--- TEXT PROVIDED ---
****************************************

Vancouverites in Isolation Elsewhere: Anne in New York
byI have reached out to some of my friends around the globe who are originally from the “604” area to see how they’re doing during the COVID-19 pandemic. Here is the fourth in the Vancouverites in Isolation Elsewhere series:
Vancouverites in Isolation Elsewhere: Anne in New York
Name: Anne (Twitter, Instagram)
Hometown: Surrey, BC
Current City/Home: New York, NY
What is your city like right now?
Eerily quiet and oddly somber. Living next to 8.5 million of your closest friends packed into a postage stamp, you get used to a lot of background noise. Now that we’re officially on a city-wide lockdown (or as the city brands it, “On Pause”), there’s a distinct weird vibe. Almost every store front is closed & shuttered. Notes are taped to most front doors stating “Closed to help do our part to flatten the curve”. Streets and sidewalks are empty and the lack of humans has also made an impact on the wildlife here – there are definitely more city rats roaming around (I heard Italy got Swans, I wish it were Swans here :/ )
How has COVID-19 personally impacted your day-to-day (work/life routine)?

****************************************

--- DATA PROVIDED ---
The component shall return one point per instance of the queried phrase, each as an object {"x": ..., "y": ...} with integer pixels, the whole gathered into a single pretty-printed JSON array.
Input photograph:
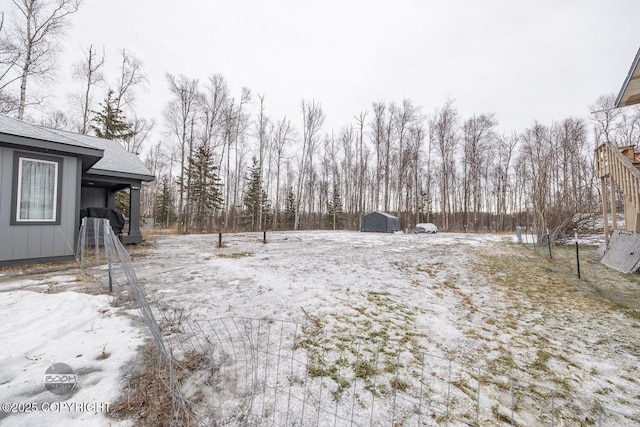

****************************************

--- YOUR ASSIGNMENT ---
Copy the full text about Anne in New York word for word. Rely only on the text about Anne in New York.

--- FINAL ANSWER ---
Vancouverites in Isolation Elsewhere: Anne in New York
byI have reached out to some of my friends around the globe who are originally from the “604” area to see how they’re doing during the COVID-19 pandemic. Here is the fourth in the Vancouverites in Isolation Elsewhere series:
Vancouverites in Isolation Elsewhere: Anne in New York
Name: Anne (Twitter, Instagram)
Hometown: Surrey, BC
Current City/Home: New York, NY
What is your city like right now?
Eerily quiet and oddly somber. Living next to 8.5 million of your closest friends packed into a postage stamp, you get used to a lot of background noise. Now that we’re officially on a city-wide lockdown (or as the city brands it, “On Pause”), there’s a distinct weird vibe. Almost every store front is closed & shuttered. Notes are taped to most front doors stating “Closed to help do our part to flatten the curve”. Streets and sidewalks are empty and the lack of humans has also made an impact on the wildlife here – there are definitely more city rats roaming around (I heard Italy got Swans, I wish it were Swans here :/ )
How has COVID-19 personally impacted your day-to-day (work/life routine)?